Author: larry
Date: Sat Dec 23 02:10:28 2006
New Revision: 13499

Modified:
   doc/trunk/design/syn/S03.pod

Log:
Ruminations on defining the limits of what are considered metatokens.


Modified: doc/trunk/design/syn/S03.pod
==============================================================================
--- doc/trunk/design/syn/S03.pod        (original)
+++ doc/trunk/design/syn/S03.pod        Sat Dec 23 02:10:28 2006
@@ -12,9 +12,9 @@
 
   Maintainer: Larry Wall <[EMAIL PROTECTED]>
   Date: 8 Mar 2004
-  Last Modified: 22 Dec 2006
+  Last Modified: 23 Dec 2006
   Number: 3
-  Version: 79
+  Version: 80
 
 =head1 Changes to Perl 5 operators
 
@@ -1256,6 +1256,38 @@
 
 Multidimensional lists should be handled properly.
 
+=head1 Nesting of metaoperators
+
+In order to match operators by the longest-token rule, the
+compiler pregenerates various metaforms based on existing operators.
+Unfortunately, with nesting metaoperators there are an infinite number
+of metaforms, so we arbitrarily say that no metacircumfix form is
+pregenerated that uses the same grammatical category more than once.
+Therefore forms like C<[+=]> and C<»!===«> and C<X*X=> are generated,
+but not forms like C<»X*X«> or C<X«*»X>.  You do get C<[X*X]>,
+though, because reduction is prefix_circumfix_meta_operator while
+cross operators are infix_circumfix_meta_operator.

Region labeling items
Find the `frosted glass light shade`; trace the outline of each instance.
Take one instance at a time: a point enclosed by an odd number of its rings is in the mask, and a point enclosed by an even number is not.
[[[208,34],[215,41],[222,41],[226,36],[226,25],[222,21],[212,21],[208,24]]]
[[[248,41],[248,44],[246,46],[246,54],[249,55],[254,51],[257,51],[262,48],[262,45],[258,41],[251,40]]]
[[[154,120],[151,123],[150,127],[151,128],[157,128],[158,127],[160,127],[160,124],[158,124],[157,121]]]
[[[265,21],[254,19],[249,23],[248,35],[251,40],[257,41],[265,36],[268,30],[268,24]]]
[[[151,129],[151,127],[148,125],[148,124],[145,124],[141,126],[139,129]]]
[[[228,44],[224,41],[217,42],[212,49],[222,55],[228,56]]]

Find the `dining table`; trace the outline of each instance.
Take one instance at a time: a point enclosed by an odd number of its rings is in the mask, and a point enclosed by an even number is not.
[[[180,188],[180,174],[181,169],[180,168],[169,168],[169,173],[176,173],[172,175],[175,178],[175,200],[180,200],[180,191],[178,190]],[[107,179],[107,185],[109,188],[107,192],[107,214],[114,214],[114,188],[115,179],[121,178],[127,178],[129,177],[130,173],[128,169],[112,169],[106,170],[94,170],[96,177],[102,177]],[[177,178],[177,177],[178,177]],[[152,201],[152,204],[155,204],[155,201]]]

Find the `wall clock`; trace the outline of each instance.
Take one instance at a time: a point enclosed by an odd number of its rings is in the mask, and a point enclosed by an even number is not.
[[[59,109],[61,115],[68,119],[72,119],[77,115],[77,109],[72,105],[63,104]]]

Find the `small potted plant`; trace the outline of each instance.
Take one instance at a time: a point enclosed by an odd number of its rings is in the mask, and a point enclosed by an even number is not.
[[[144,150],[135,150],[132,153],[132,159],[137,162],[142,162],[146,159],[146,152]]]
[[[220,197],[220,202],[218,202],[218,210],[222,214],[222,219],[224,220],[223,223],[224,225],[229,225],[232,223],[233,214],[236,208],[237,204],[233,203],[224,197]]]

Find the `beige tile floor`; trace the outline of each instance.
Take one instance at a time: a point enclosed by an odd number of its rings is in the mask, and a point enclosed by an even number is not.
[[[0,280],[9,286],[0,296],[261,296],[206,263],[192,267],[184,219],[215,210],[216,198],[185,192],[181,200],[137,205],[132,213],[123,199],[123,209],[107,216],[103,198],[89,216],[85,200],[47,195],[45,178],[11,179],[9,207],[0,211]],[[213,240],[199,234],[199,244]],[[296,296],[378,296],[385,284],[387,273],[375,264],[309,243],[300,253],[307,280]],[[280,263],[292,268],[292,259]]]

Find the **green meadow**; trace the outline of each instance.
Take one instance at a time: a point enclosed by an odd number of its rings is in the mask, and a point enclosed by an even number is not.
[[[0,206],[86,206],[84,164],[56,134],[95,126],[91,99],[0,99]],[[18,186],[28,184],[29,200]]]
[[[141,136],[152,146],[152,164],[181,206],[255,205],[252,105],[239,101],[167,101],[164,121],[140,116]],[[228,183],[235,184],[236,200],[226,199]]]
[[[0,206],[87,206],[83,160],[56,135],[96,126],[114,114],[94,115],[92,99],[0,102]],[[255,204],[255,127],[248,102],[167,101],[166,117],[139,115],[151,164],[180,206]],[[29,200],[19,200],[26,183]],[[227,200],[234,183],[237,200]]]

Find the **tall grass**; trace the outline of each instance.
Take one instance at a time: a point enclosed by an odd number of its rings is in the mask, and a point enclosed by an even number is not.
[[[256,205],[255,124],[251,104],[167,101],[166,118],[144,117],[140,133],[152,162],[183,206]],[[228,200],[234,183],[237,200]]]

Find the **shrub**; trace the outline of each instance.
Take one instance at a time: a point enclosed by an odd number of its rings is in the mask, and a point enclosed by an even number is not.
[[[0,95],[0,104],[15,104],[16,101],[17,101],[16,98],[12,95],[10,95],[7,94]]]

**Brief A**
Answer these questions about the commit:
(i) What new revision number does the commit record?
(ii) To what version number is S03.pod changed?
(iii) What heading does the commit add to the file?
**Brief B**
From the commit, extract the passage starting at "Multidimensional lists should" up to and including "operators are infix_circumfix_meta_operator.".

**Exercise answer A**
(i) 13499
(ii) 80
(iii) Nesting of metaoperators

**Exercise answer B**
Multidimensional lists should be handled properly.
 
+=head1 Nesting of metaoperators
+
+In order to match operators by the longest-token rule, the
+compiler pregenerates various metaforms based on existing operators.
+Unfortunately, with nesting metaoperators there are an infinite number
+of metaforms, so we arbitrarily say that no metacircumfix form is
+pregenerated that uses the same grammatical category more than once.
+Therefore forms like C<[+=]> and C<»!===«> and C<X*X=> are generated,
+but not forms like C<»X*X«> or C<X«*»X>.  You do get C<[X*X]>,
+though, because reduction is prefix_circumfix_meta_operator while
+cross operators are infix_circumfix_meta_operator.